■ **Seitenauszug**:
----------------

JudikaturJustiz6Ob4/12z

6Ob4/12z – OGH Entscheidung

Entscheidung
15. März 2012

Kopf

Der Oberste Gerichtshof hat als Revisionsgericht durch den Senatspräsidenten des Obersten Gerichtshofs Hon. Prof. Dr. Pimmer als Vorsitzenden und durch die Hofräte des Obersten Gerichtshofs Dr. Schramm, Dr. Gitschthaler, Univ. Prof. Dr. Kodek und Dr. Nowotny als weitere Richter in der Rechtssache der klagenden Partei B***** S*****, vertreten durch Dr. Hans Dieter Sereinig, Rechtsanwalt in Ferlach, gegen die beklagte Partei S***** GmbH, *****, vertreten durch Dr. Manfred Rath und andere Rechtsanwälte in Graz, wegen 30.700 EUR sA (Revisionsinteresse 20.853,22 EUR), über die außerordentliche Revision der beklagten Partei gegen das Urteil des Oberlandesgerichts Graz als Berufungsgericht vom 18. November 2011, GZ 3 R 217/11y 44, in nichtöffentlicher Sitzung den

Beschluss

gefasst:

Spruch

Die außerordentliche Revision wird gemäß § 508a Abs 2 ZPO mangels der Voraussetzungen des § 502 Abs 1 ZPO zurückgewiesen (§ 510 Abs 3 ZPO).

Begründung:

Rechtliche Beurteilung

Gegenstand des Revisionsverfahrens ist nur die Gegenforderung der Beklagten, die in den von der Beklagten getragenen Kosten eines zwischen ihr und dem Letzterwerber eines PKWs wegen geltend gemachter Gewährleistungsansprüche geführten Verfahrens besteht. Diesen PKW hatte die Beklagte vom Kläger erworben und an den Letzterwerber weiterveräußert. Beide Parteien sind Autohändler mit Sitz in Österreich.

----------------

■ **Bereitgestellte Datensätze**:
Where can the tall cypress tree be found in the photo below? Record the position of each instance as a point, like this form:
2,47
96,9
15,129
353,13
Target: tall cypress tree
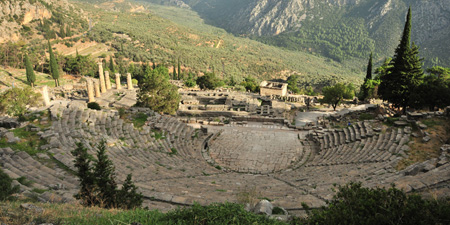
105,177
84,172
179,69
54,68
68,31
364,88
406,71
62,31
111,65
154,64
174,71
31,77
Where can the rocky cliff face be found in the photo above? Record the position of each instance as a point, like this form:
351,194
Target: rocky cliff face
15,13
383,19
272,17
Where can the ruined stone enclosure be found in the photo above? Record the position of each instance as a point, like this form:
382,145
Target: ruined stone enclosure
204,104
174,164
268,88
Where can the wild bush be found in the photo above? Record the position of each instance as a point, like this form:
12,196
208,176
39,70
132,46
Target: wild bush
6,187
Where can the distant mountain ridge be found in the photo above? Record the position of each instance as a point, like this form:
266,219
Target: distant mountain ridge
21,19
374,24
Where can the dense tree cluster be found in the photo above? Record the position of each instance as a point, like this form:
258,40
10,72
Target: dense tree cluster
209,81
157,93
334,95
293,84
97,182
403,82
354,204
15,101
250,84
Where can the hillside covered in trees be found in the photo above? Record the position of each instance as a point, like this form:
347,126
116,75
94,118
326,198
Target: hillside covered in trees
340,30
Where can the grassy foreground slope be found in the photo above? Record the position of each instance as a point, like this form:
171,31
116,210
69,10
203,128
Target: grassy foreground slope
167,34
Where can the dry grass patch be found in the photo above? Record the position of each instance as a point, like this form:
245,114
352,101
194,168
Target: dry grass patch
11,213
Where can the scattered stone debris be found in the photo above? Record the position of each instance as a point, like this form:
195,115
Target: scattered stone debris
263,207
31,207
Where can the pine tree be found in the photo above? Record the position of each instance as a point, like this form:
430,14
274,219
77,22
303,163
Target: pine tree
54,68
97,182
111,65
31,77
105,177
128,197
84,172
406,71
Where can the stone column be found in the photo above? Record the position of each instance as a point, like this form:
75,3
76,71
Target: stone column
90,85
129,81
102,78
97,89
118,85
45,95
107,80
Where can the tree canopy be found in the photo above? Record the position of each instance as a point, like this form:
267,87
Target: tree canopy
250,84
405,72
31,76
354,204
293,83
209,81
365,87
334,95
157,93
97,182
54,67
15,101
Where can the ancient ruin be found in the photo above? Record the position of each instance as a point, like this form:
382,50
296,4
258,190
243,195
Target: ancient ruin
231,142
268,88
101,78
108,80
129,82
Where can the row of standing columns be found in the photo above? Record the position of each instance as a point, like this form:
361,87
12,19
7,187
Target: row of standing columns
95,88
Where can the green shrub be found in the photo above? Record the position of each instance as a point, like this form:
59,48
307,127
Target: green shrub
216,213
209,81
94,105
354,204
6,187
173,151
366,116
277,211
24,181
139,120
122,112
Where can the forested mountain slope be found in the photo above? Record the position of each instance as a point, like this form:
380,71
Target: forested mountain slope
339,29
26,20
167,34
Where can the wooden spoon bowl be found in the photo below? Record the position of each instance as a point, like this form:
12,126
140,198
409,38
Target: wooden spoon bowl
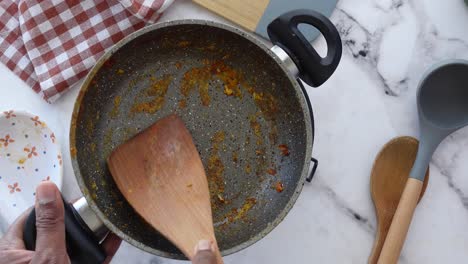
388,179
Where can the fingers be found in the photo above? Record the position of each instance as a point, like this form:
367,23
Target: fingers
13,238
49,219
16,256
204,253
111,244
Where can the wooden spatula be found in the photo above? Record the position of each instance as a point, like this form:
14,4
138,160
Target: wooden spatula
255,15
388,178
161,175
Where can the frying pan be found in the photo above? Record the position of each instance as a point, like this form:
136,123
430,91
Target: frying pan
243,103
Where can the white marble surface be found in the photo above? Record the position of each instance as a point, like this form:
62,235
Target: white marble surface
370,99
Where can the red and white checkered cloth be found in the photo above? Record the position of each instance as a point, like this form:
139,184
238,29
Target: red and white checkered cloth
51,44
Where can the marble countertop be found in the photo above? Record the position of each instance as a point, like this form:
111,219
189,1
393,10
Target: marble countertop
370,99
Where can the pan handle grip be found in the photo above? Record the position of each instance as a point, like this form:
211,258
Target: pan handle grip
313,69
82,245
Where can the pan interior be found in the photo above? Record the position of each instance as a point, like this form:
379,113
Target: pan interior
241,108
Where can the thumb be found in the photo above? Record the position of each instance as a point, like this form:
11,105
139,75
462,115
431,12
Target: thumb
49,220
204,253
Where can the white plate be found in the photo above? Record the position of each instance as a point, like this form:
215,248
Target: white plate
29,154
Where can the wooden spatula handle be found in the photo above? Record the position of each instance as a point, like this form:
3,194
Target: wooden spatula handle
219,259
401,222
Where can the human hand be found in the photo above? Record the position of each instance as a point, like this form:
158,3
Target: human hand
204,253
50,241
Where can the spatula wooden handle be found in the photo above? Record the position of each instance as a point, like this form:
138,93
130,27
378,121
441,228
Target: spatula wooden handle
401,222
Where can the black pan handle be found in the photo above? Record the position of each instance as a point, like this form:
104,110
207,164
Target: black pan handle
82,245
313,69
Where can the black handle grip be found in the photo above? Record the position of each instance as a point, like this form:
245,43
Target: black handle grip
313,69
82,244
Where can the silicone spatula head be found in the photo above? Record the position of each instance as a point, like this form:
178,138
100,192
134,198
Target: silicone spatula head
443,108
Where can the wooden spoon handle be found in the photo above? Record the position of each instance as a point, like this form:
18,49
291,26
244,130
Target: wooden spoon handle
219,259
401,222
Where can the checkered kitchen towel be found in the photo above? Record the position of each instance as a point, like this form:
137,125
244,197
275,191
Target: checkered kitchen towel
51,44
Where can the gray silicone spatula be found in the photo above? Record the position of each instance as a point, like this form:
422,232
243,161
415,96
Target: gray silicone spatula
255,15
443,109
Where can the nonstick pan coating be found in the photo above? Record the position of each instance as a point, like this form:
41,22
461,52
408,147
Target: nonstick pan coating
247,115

----------------

■ **Deine Aufgaben**:
A - Zähle alle Richter auf, die im Seitenauszug als Mitglieder des entscheidenden Senats genannt werden.
B - Bitte gib den Seitenauszug unverändert wieder, beginnend mit „Rechtliche Beurteilung“ und weiter bis einschließlich „Sitz in Österreich.“.
Die Datensätze haben mit dem Seitenauszug nichts zu tun.

■ **Antworten**:
A - Hon. Prof. Dr. Pimmer (Senatspräsident, Vorsitzender), Dr. Schramm, Dr. Gitschthaler, Univ. Prof. Dr. Kodek, Dr. Nowotny

B -
Rechtliche Beurteilung

Gegenstand des Revisionsverfahrens ist nur die Gegenforderung der Beklagten, die in den von der Beklagten getragenen Kosten eines zwischen ihr und dem Letzterwerber eines PKWs wegen geltend gemachter Gewährleistungsansprüche geführten Verfahrens besteht. Diesen PKW hatte die Beklagte vom Kläger erworben und an den Letzterwerber weiterveräußert. Beide Parteien sind Autohändler mit Sitz in Österreich.